GIVEN RECORDS
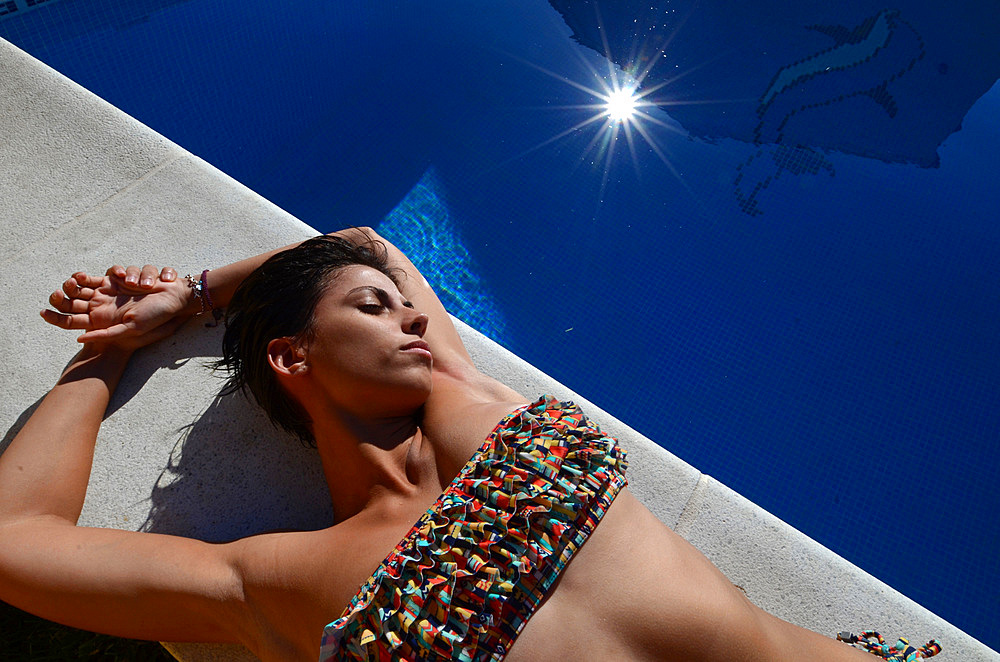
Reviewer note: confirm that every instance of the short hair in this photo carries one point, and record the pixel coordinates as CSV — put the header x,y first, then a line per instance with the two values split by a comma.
x,y
278,300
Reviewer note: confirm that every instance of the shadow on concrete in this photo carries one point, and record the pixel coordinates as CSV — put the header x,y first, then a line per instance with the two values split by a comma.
x,y
203,493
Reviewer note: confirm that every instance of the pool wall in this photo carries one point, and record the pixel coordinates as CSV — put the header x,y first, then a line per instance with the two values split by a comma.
x,y
83,186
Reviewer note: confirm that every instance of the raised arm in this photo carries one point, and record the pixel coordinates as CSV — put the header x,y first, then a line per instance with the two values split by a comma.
x,y
451,360
118,582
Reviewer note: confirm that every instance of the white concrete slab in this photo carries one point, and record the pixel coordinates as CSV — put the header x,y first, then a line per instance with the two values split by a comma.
x,y
83,186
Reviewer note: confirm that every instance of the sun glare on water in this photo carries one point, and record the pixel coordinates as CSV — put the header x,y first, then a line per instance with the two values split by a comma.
x,y
621,104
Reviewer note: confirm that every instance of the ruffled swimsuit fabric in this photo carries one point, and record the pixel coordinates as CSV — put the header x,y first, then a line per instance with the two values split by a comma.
x,y
470,573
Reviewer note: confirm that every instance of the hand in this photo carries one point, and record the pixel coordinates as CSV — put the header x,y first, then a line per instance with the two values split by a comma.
x,y
125,307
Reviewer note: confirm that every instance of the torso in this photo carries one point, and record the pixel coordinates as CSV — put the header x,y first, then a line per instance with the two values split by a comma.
x,y
615,600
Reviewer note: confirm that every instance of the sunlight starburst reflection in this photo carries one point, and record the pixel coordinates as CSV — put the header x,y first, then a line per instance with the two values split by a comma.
x,y
620,105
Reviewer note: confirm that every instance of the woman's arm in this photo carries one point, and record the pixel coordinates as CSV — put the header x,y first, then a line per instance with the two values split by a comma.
x,y
118,582
452,363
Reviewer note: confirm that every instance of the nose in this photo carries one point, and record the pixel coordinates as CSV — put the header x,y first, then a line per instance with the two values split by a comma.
x,y
415,323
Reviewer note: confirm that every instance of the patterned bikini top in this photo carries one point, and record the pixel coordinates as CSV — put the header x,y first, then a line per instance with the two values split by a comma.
x,y
470,573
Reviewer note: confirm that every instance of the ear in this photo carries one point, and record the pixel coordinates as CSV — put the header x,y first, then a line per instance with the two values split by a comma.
x,y
286,357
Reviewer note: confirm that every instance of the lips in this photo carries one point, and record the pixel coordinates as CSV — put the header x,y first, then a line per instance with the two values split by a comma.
x,y
417,347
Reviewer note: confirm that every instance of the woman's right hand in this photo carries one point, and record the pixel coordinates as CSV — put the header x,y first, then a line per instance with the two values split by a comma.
x,y
130,307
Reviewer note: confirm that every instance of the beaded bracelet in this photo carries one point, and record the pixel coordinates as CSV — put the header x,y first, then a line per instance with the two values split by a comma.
x,y
202,293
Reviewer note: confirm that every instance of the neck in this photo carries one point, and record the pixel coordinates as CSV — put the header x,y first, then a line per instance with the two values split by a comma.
x,y
365,460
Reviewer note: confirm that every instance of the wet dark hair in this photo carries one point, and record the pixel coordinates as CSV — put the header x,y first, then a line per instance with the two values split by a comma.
x,y
277,300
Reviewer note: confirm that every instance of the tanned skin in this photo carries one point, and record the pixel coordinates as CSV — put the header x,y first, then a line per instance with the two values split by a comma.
x,y
635,591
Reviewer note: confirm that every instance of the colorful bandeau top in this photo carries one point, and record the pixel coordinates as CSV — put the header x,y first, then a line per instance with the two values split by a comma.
x,y
470,573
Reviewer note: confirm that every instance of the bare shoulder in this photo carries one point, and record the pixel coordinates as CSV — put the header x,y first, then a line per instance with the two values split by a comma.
x,y
297,582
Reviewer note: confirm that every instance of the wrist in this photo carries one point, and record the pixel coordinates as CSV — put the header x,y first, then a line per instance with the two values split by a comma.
x,y
97,360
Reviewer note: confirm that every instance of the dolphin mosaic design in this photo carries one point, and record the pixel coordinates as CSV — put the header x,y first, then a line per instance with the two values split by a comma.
x,y
864,62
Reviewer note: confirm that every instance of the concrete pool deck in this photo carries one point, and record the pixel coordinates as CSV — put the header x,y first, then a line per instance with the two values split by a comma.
x,y
83,186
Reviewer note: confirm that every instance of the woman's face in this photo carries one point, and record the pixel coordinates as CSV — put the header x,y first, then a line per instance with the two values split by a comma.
x,y
366,351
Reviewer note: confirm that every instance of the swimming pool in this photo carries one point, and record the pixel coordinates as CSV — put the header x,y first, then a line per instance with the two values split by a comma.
x,y
789,279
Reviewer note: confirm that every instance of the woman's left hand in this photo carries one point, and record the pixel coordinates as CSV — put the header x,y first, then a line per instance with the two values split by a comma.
x,y
111,311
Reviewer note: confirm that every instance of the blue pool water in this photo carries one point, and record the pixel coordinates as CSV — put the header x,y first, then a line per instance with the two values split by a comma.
x,y
783,269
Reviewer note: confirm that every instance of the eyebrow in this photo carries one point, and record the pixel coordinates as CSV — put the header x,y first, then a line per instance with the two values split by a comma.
x,y
378,292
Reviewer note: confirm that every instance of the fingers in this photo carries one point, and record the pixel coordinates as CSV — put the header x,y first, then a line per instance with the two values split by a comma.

YOUR INSTRUCTIONS
Copy out the full listing, replacing every "pixel coordinates" with "image coordinates" and changing nothing else. Omit the pictures.

THE SOLUTION
Reviewer note: confirm that every instance of the short hair in this photo carries one point, and record the image coordinates as CSV — put the header x,y first, then a line per instance with the two values split by a comma.
x,y
278,300
Reviewer note: confirm that every instance of the shadow on concrete in this photo carries one point, and record the image coordinates as CSV — put the header x,y first, then a line per instance with the two values split by a comma.
x,y
203,493
Reviewer note: confirm that every instance of the pool wall in this photo carries one point, and record the image coordinates as CSV — put the header x,y first, then a line per instance with the two values split by a comma.
x,y
83,186
Reviewer note: confirm that every instance of the raised arm in this photo carries one point, and record the image coordinates as CSV — put the header x,y first, then a line per instance with the two values split by a comma.
x,y
451,360
118,582
Reviewer note: confirm that every instance of the white concrete slab in this photo carries one point, and record the image coordinates as CSV — put the header x,y first, then a line per instance with the two values split by a comma.
x,y
83,186
Reviewer note: confirm that every instance of the sun glare on water in this photo carries one point, and record the image coordinates as CSV — put the header x,y first, then a line per instance with the two values split by a comma.
x,y
621,104
Reviewer note: confirm that every instance of the ruffled swimsuit fabric in this photo carries one point, and record the image coordinates as CSV — put the header x,y first, then a line per instance with the two values split by a comma.
x,y
470,573
Reviewer note: confirm that every instance of the hand in this photo carries one point, and record the image coordinates as CSV — put the header x,y first, then a line per instance with the two values split by a comma.
x,y
125,307
Reviewer note: confirm that every instance of the torso in this photo carries one point, and record the image coordinates as CSV — put the header x,y first, then a line per instance with the two values split by a comma.
x,y
615,600
Reviewer note: confirm that every instance of the sunlight starburst reflection in this photo carries one point, and record the image coordinates as CSV — put the header x,y first, then a line per instance with the two values split by a comma.
x,y
620,105
Reviewer note: confirm that every instance of the woman's arm in this photo carries one point, and record the image coordinates as CSV — put the header x,y first, then a line per instance with the two values split by a comma.
x,y
118,582
452,363
Reviewer note: confirm that every instance of the nose in this photo carries one point, and record the image coordinates as CSV — put the header x,y first, then a line per instance with the two values split by a comma.
x,y
415,323
Reviewer note: confirm that every instance of the patterned bikini top in this photo carries one point, and record the image coordinates as CSV — put the header x,y first, then a line per instance with the two values split by a comma.
x,y
470,573
Reviewer note: confirm that every instance of the ear in this photo carries one point, and record the image coordinates as CSV — put the header x,y first, then a line per instance with the two values split by a comma.
x,y
286,357
Reviewer note: confirm that every instance of the lips in this photo carries one point, and record the image coordinates as CSV — put the header x,y first, then a line per instance with the two values split by a comma.
x,y
417,347
Reviewer note: confirm that every instance of the woman's right hand in this photo carries one point, and record the image coordinates as CSV — put the header x,y first, then a line per instance with the two values split by a comma.
x,y
130,307
Reviewer note: confirm that every instance of the beaded bracelet in this photo carries one point, and record the image coordinates as CSV — put the header x,y first, then a line per instance with the two values split by a comma.
x,y
202,293
Reviewer note: confirm that every instance of the neck in this photo carries one point, and record the image coordinates as CSV — put the header x,y first, then a line per instance with the two values split by a comma.
x,y
365,460
Reviewer note: confirm that every instance of the wet dark hair in this photo carries one point, and record the image coordinates as CSV — put the header x,y first, then a line per instance with the two values split by a comma.
x,y
277,300
Reviewer note: confirm that every instance of the tanned skin in this photo carries one point, and record the image coordinates as CSV — put the header x,y first, then a line per instance with the two values split by a comma.
x,y
635,591
Reviewer note: confirm that every instance of the colorful bandeau top in this photo carries one point, and record the image coordinates as CSV — put the header x,y first, then a line per instance with the two values split by a comma.
x,y
470,573
Reviewer note: confirm that every instance of the bare shoulder in this photo carries one point, and record the image coordinates as CSV — put the header x,y first, then a line per instance with the two values split by a comma.
x,y
297,582
Reviewer note: confirm that every instance of the wrist in this photo carries one point, and record the image coordinates as CSV — put the header x,y first, then a line per instance with the two values split by a comma.
x,y
97,360
Reviewer note: confirm that every instance of the dolphin mosaic design in this photo carries one point, and record the image coordinates as CSV — put the header x,y first, then a line per instance with the two values split by a comma.
x,y
864,62
Reviewer note: confirm that every instance of the concrete pool deck in this photo carries one point, and record the image coordinates as CSV — put the header x,y first, then a line per instance with the two values split by a comma.
x,y
83,186
Reviewer note: confirm that every instance of the woman's face in this photo carries one point, and record the image coordinates as CSV — put the header x,y first, then a line per instance with the two values split by a comma.
x,y
366,351
Reviewer note: confirm that every instance of the swimming pool in this photo carries one point, and record the image coordinates as CSV — put the header x,y first, then a line per instance with the two values split by a comma.
x,y
789,279
Reviewer note: confirm that every instance of the woman's left hand in this photo carries one point, and record the image coordinates as CSV — put the header x,y first, then a line per instance with the two values split by a comma.
x,y
111,311
Reviewer note: confirm that every instance of the blue pool water in this photo carries one point, and record the image coordinates as CSV — put the header x,y first, then a line per instance with the two values split by a comma.
x,y
783,269
Reviewer note: confirm that every instance of the eyebrow in this photo carries one point, and record the image coordinates as CSV — put the header x,y first, then a line per instance with the two values split by a comma.
x,y
378,292
Reviewer note: confirm that every instance of the fingers in this photo carries one point, and record the image coordinates as CSV — put the header x,y first, then a line per instance with the two values split by a comma.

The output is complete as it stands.